◆ Task data

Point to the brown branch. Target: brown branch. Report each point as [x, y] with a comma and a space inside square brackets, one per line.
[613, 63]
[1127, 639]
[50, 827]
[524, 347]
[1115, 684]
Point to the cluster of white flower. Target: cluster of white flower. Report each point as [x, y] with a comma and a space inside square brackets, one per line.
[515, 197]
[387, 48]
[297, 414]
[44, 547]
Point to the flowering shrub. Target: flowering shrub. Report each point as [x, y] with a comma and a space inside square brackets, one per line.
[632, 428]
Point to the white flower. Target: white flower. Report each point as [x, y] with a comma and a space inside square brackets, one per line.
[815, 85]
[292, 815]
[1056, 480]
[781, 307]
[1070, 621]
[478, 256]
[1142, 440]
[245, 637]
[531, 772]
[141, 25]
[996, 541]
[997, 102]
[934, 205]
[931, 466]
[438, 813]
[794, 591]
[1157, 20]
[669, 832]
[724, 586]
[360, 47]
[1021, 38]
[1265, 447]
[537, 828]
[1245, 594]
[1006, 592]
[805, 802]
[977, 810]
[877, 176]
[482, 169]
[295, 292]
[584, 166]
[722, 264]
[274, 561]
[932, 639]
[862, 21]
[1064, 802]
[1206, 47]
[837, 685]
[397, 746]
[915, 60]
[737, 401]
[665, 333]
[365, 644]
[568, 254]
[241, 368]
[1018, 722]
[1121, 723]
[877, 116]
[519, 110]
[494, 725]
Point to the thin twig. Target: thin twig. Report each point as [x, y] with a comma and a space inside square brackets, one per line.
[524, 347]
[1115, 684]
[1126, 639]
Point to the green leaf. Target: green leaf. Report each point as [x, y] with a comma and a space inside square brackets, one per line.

◆ Stated task
Recast every line from the one containing "Point to the white" through the end of the items, inclusive, as a Markdown table with the columns Row and Line. Number each row and leave out blank lines.

◆ Solution below
| Row | Line |
|---|---|
| 1 | Point to the white flower. Target: white flower. Report each point as [x, y] with a comma and a space inside square brackets, one per line. |
| 2 | [815, 85] |
| 3 | [292, 815] |
| 4 | [1056, 480] |
| 5 | [781, 307] |
| 6 | [1070, 621] |
| 7 | [478, 256] |
| 8 | [1142, 440] |
| 9 | [245, 637] |
| 10 | [531, 772] |
| 11 | [141, 25] |
| 12 | [996, 541] |
| 13 | [997, 102] |
| 14 | [934, 205] |
| 15 | [931, 466] |
| 16 | [438, 813] |
| 17 | [794, 591] |
| 18 | [1157, 20] |
| 19 | [669, 832] |
| 20 | [724, 586] |
| 21 | [360, 47] |
| 22 | [1021, 38] |
| 23 | [1265, 447] |
| 24 | [537, 828] |
| 25 | [1245, 594] |
| 26 | [1006, 592] |
| 27 | [805, 802] |
| 28 | [977, 810] |
| 29 | [877, 176] |
| 30 | [482, 169] |
| 31 | [295, 292] |
| 32 | [584, 166] |
| 33 | [722, 264] |
| 34 | [274, 561] |
| 35 | [932, 639] |
| 36 | [862, 21] |
| 37 | [1064, 802] |
| 38 | [1206, 47] |
| 39 | [837, 685] |
| 40 | [397, 746] |
| 41 | [915, 60] |
| 42 | [737, 401] |
| 43 | [665, 333] |
| 44 | [365, 644] |
| 45 | [568, 254] |
| 46 | [241, 368] |
| 47 | [1018, 722] |
| 48 | [1121, 723] |
| 49 | [877, 116] |
| 50 | [519, 110] |
| 51 | [494, 725] |
| 52 | Point to the thin twig. Target: thin twig. Report each point as [x, y] with a comma and a space inside square brackets, one per line. |
| 53 | [524, 347] |
| 54 | [1115, 684] |
| 55 | [1126, 639] |
| 56 | Point to the green leaf. Target: green leaf. Report each point as [x, y] with a comma and a space inside square brackets, one per line. |